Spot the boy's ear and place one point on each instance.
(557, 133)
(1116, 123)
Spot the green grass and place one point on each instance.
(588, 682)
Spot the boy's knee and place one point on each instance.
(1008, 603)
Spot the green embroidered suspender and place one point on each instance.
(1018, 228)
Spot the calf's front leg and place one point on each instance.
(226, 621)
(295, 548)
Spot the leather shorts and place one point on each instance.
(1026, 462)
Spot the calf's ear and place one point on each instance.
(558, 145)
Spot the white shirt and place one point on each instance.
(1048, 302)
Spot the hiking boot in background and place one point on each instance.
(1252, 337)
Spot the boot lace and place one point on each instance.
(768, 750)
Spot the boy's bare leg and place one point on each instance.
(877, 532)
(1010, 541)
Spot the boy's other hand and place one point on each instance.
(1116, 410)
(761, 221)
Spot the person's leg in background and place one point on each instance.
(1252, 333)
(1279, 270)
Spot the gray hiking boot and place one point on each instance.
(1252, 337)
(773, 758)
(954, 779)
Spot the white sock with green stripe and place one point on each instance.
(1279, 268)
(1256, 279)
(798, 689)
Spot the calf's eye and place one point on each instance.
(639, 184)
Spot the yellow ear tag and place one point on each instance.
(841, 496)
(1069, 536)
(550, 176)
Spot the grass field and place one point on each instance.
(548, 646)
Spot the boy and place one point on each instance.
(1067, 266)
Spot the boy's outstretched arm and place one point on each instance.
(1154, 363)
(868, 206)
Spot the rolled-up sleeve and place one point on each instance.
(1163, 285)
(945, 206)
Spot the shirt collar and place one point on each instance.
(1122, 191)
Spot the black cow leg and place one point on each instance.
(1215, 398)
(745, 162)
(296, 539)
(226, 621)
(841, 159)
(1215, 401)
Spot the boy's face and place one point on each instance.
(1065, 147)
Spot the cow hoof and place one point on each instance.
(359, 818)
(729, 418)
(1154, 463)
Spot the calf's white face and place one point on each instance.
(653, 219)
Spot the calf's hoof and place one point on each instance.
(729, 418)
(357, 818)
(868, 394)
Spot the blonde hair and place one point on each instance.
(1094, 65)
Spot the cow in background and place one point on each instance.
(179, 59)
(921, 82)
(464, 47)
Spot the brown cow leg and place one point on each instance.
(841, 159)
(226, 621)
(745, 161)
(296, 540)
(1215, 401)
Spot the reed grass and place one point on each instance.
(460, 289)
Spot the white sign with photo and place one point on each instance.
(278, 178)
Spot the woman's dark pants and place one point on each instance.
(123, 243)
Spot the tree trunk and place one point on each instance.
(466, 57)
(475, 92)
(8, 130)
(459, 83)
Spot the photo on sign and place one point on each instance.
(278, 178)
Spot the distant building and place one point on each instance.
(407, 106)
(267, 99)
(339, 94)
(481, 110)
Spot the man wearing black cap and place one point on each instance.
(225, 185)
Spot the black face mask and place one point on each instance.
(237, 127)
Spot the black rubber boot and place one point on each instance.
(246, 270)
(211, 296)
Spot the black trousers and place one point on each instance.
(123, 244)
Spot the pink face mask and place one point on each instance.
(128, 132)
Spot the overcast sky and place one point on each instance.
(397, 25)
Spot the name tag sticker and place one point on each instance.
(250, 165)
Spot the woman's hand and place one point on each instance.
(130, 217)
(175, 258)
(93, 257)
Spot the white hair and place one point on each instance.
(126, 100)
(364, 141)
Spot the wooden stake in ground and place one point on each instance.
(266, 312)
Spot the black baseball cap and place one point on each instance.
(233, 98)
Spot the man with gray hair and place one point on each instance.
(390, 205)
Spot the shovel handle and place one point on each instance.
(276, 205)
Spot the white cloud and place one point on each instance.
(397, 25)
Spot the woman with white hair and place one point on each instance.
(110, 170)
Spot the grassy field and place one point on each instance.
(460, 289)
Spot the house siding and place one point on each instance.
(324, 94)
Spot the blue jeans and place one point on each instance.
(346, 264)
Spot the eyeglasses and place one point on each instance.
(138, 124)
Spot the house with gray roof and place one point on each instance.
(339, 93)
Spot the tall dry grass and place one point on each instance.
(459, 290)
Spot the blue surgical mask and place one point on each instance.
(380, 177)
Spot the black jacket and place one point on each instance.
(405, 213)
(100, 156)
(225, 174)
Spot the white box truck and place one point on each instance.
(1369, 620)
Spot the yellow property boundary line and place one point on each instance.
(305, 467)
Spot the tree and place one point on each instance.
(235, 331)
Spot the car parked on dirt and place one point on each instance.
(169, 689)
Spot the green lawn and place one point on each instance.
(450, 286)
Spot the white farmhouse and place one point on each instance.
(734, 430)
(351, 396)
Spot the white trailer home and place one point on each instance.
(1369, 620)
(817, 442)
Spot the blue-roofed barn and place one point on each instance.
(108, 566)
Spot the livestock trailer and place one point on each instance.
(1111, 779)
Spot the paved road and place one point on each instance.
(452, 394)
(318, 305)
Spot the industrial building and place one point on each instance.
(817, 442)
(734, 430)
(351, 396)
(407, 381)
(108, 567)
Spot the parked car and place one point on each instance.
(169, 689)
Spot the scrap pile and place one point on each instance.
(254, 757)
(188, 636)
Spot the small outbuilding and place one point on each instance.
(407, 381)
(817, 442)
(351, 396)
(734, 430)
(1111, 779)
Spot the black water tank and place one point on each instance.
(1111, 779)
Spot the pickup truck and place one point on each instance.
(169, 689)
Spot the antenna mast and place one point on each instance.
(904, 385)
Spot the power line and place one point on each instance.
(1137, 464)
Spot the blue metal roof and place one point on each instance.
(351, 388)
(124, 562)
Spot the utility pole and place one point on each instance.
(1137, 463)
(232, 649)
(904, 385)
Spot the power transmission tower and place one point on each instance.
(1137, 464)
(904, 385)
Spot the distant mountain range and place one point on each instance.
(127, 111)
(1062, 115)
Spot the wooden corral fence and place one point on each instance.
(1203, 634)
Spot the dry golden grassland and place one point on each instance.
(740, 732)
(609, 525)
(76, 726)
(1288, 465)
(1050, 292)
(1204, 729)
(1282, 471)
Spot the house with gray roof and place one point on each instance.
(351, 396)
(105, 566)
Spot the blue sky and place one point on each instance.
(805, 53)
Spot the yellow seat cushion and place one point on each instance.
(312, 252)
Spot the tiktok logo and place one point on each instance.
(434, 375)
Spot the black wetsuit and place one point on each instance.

==*==

§ **Exercise**
Copy the entries above exactly, leaving none out.

§ **Full solution**
Spot the boy's ear and place one point on each instance.
(557, 133)
(1116, 123)
Spot the green grass and place one point on each instance.
(588, 682)
Spot the boy's knee and place one point on each instance.
(1008, 603)
Spot the green embroidered suspender and place one point on each instance.
(1018, 228)
Spot the calf's front leg and place one point on each instance.
(226, 621)
(295, 548)
Spot the leather shorts and place one point on each instance.
(1026, 462)
Spot the calf's ear and place one point on each instance.
(558, 145)
Spot the white shirt and place one point on each instance.
(1048, 302)
Spot the hiking boot in background and place one point on each instance.
(1252, 337)
Spot the boot lace and place one point on each instance.
(768, 750)
Spot the boy's bare leg and place one point on each instance.
(877, 532)
(1010, 541)
Spot the boy's other hand and place one point on each instance.
(1116, 410)
(761, 221)
Spot the person's leg in background and place one point on each instance.
(1252, 333)
(1279, 270)
Spot the gray hiking boot and place one point on each instance.
(1252, 337)
(773, 758)
(954, 779)
Spot the white sock with green stripe and place one point on each instance.
(1279, 268)
(1256, 279)
(798, 689)
Spot the calf's eye and place one point on each instance.
(639, 184)
Spot the yellow ear tag and place one point on each instance.
(841, 496)
(1069, 536)
(550, 176)
Spot the grass field and place one point on each instance.
(548, 646)
Spot the boy and place one point on each instance.
(1067, 266)
Spot the boy's outstretched arm and place one point on each instance.
(1154, 363)
(868, 206)
Spot the rolled-up sleeve and place one point on each instance.
(1163, 285)
(945, 206)
Spot the shirt collar and place one point on each instance.
(1122, 191)
Spot the black cow leg and place one point on each instance.
(1215, 398)
(745, 162)
(296, 539)
(226, 621)
(841, 159)
(1215, 401)
Spot the boy's face and place one point on each instance.
(1065, 147)
Spot the cow hoof and place one point on each instance.
(359, 818)
(729, 418)
(1154, 463)
Spot the calf's white face and place one point on each instance.
(653, 219)
Spot the calf's hoof and place one point on each instance.
(729, 418)
(357, 818)
(868, 394)
Spot the blonde hair and place one point on each instance.
(1094, 65)
Spot the cow in background and place one point on each instance.
(179, 59)
(921, 82)
(464, 47)
Spot the brown cow leg and place one point on each instance.
(841, 159)
(226, 621)
(745, 161)
(296, 540)
(1215, 401)
Spot the reed grass and place one point on each instance.
(460, 289)
Spot the white sign with photo and place one point on each instance.
(278, 178)
Spot the woman's dark pants and place one point on each instance.
(123, 243)
Spot the tree trunk and place one point on each instance.
(466, 57)
(475, 92)
(8, 130)
(459, 83)
Spot the photo on sign and place one point on each instance.
(278, 178)
Spot the distant building and place one point on each instance.
(407, 106)
(267, 99)
(339, 94)
(481, 110)
Spot the man wearing black cap and place one point on each instance.
(225, 185)
Spot the black face mask and place one point on each instance.
(237, 127)
Spot the black rubber boot and place one point on each instance.
(246, 270)
(211, 296)
Spot the black trousers and place one point on each instance.
(123, 244)
Spot the pink face mask and place one point on each instance.
(128, 132)
Spot the overcast sky and place one point on each instance.
(397, 25)
Spot the name tag sticker and place one point on each instance.
(250, 165)
Spot the woman's hand and place one point on each instance.
(130, 217)
(175, 258)
(93, 257)
Spot the white hair and place one point on each instance.
(126, 100)
(364, 141)
Spot the wooden stake in ground and place one point on each instance.
(266, 312)
Spot the black baseball cap and place one point on each instance.
(233, 98)
Spot the man with gray hair and place one point on each instance.
(390, 205)
Spot the shovel handle and place one point on each instance.
(276, 205)
Spot the white cloud and place one point on each instance.
(397, 25)
Spot the woman with white hair and place one point on each instance.
(110, 170)
Spot the grassy field and place one point on each instance.
(460, 289)
Spot the house siding and place one point on each instance.
(324, 94)
Spot the blue jeans and place one point on each instance.
(346, 264)
Spot the eyeglasses and place one point on each instance.
(138, 124)
Spot the house with gray roof and place one point on each instance.
(339, 93)
Spot the tall dry grass and place one point on each instance.
(459, 290)
Spot the blue surgical mask and place one point on each instance.
(380, 177)
Spot the black jacket and place one point on each instance.
(405, 213)
(100, 156)
(225, 174)
Spot the white box truck and place one point on each instance.
(1369, 620)
Spot the yellow property boundary line and place one point on each instance.
(305, 467)
Spot the tree and place one point on each instance.
(235, 331)
Spot the car parked on dirt and place one point on each instance.
(169, 689)
Spot the green lawn and place one point on each instance.
(450, 286)
Spot the white farmhouse and place one point on each instance.
(734, 430)
(351, 396)
Spot the white trailer home and place one point on each instance.
(1369, 620)
(817, 442)
Spot the blue-roofed barn and place one point on each instance.
(108, 566)
Spot the livestock trailer and place one point on each instance.
(1111, 779)
Spot the paved road and place one point on each instance.
(452, 394)
(318, 305)
Spot the industrial building and place one point on each instance.
(817, 442)
(734, 430)
(351, 396)
(407, 381)
(108, 567)
Spot the parked car and place one point on each instance.
(169, 689)
Spot the scrap pile and place one point on each instance.
(254, 757)
(188, 636)
Spot the small outbuilding and place one point on each instance.
(407, 381)
(817, 442)
(351, 396)
(734, 430)
(1111, 779)
Spot the black water tank and place one point on each instance.
(1111, 779)
Spot the pickup truck and place one point on each instance.
(169, 689)
Spot the antenna mast and place one point on each instance.
(904, 385)
Spot the power line and place one point on each instance.
(1137, 464)
Spot the blue metal roof and place one point on each instance.
(351, 388)
(124, 562)
Spot the utility pole and place one point on each instance.
(1137, 463)
(232, 649)
(904, 385)
Spot the power transmission tower and place one point on each instance.
(1137, 464)
(904, 385)
Spot the distant mountain range and place one point on each instance.
(127, 111)
(1062, 115)
Spot the wooden corral fence and place one point on each instance.
(1203, 634)
Spot the dry golden grassland and place one point on each instance.
(740, 732)
(609, 525)
(76, 726)
(1288, 465)
(1050, 292)
(1204, 729)
(1282, 471)
Spot the house with gray roof and place one point on each instance.
(351, 396)
(105, 566)
Spot the blue sky and place one point on each instance.
(805, 53)
Spot the yellow seat cushion and place one point on each instance.
(312, 252)
Spot the tiktok logo and place one point on each instance.
(434, 375)
Spot the black wetsuit and place one point on each instance.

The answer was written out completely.